*Task:* Rewrite the records from the line containing "hair in the photo below." through the end of the records, keeping every request line as it is. Shift each coordinate in the answers by -31.

*Listing:*
_ _ _

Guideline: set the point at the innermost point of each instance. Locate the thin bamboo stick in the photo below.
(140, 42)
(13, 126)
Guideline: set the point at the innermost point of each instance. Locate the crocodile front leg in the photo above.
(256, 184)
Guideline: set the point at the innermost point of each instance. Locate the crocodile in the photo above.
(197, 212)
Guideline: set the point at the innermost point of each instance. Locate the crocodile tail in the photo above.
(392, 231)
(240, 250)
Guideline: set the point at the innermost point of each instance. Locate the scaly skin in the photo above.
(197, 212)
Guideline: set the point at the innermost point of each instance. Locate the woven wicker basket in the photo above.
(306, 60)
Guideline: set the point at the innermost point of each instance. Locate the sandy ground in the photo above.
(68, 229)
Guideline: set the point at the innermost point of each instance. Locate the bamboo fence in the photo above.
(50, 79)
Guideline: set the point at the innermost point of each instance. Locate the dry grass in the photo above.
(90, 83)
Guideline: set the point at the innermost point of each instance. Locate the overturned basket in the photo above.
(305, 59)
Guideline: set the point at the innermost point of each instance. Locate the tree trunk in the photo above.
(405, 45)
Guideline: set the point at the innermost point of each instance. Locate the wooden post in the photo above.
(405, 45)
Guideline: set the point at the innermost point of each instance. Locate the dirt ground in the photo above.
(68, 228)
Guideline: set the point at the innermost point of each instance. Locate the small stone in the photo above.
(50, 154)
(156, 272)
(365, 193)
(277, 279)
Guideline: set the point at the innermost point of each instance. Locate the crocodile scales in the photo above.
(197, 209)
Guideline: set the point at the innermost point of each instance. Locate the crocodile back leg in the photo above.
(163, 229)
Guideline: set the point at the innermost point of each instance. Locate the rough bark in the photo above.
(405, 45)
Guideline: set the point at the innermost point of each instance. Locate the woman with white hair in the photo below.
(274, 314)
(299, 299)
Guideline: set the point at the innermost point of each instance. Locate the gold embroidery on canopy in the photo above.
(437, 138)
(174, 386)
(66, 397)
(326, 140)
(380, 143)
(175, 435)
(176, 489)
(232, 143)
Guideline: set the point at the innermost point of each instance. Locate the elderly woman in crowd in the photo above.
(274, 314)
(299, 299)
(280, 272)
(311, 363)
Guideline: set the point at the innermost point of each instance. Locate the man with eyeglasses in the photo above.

_ _ _

*Solution for this exercise:*
Guideline: set the point at the innermost point of each instance. Locate the woman with white hair in the photo below.
(243, 283)
(268, 268)
Guideline: set the point at the innermost point of each instance. Locate the gold embroidery on canopy in the photo above.
(406, 107)
(143, 355)
(35, 366)
(295, 109)
(349, 112)
(144, 404)
(145, 458)
(201, 112)
Guideline: set the point at the innermost point of each instance. Locate the elderly woman in crowd in the photo above.
(243, 283)
(268, 268)
(249, 241)
(280, 332)
Guideline: set the point at the innermost point of each instance. Locate the man with eyeglasses in the photo above.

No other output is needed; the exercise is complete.